_Extracto de página_

Hay pocas mujeres, seis o siete, mujeres de armas tomar, entre ellas María Zafra Márquez, alias la Marimacho; también algunos bandidos casi viejos, cansados, de mirada perdida, como la de Juan Bautista Merino, de Santa Crucita: tocado con un pañuelo como las chicas, ay, más fashion que hoy en día, parece haberse abrochado el cuello de la camisa hace un instante, más por un extraño respeto a la situación que por coquetería.

_Qué hacer_
1: Copia palabra por palabra el fragmento sobre los bandidos, todo lo que va desde "Hay pocas mujeres, seis" hasta "que por coquetería.".
2: Escribe la continuación del fragmento sobre los bandidos a partir de su última oración.
Las líneas que vienen a continuación son material independiente del fragmento sobre los bandidos.

_Datos recopilados_
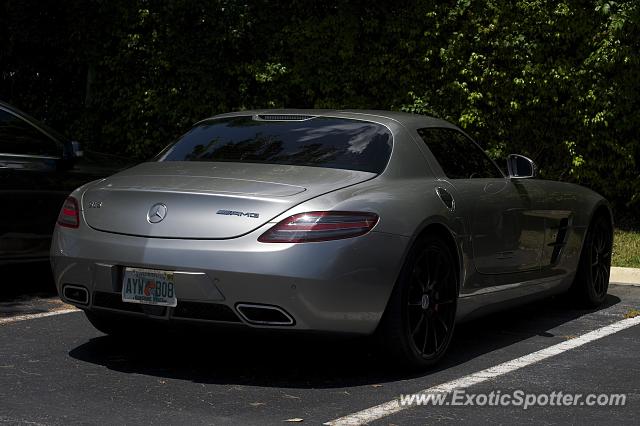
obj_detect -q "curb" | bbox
[609,266,640,286]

_Las respuestas_
1:
Hay pocas mujeres, seis o siete, mujeres de armas tomar, entre ellas María Zafra Márquez, alias la Marimacho; también algunos bandidos casi viejos, cansados, de mirada perdida, como la de Juan Bautista Merino, de Santa Crucita: tocado con un pañuelo como las chicas, ay, más fashion que hoy en día, parece haberse abrochado el cuello de la camisa hace un instante, más por un extraño respeto a la situación que por coquetería.

2:
Tras el cristal de la lupa, más próximos,aparecen de vez en cuando rostros descolocados, facciones en las que no se entrevé ni el forajido ni el delincuente. La mirada acuosa y triste de José Salguero, por ejemplo, podría ser la de un bohemio modernista amigo de Alejandro Sawa; Antonio Bravo Castillo, con su recta corbata negra y chaleco, podría ser un banquero acuciado por las deudas. Pero también está el exceso: Jerónimo Espinosa tiene una pinta tan rematadamente ruin y criminal que parece uno de esos sobreactuados rufianes de las películas de Charles Chaplin. Poco a poco observo a todos esos bandidos y me doy cuenta de que invento para ellos otras vidas más prodigiosas y novelescas de lo que en realidad debieron de ser: polvo y sudor, huida.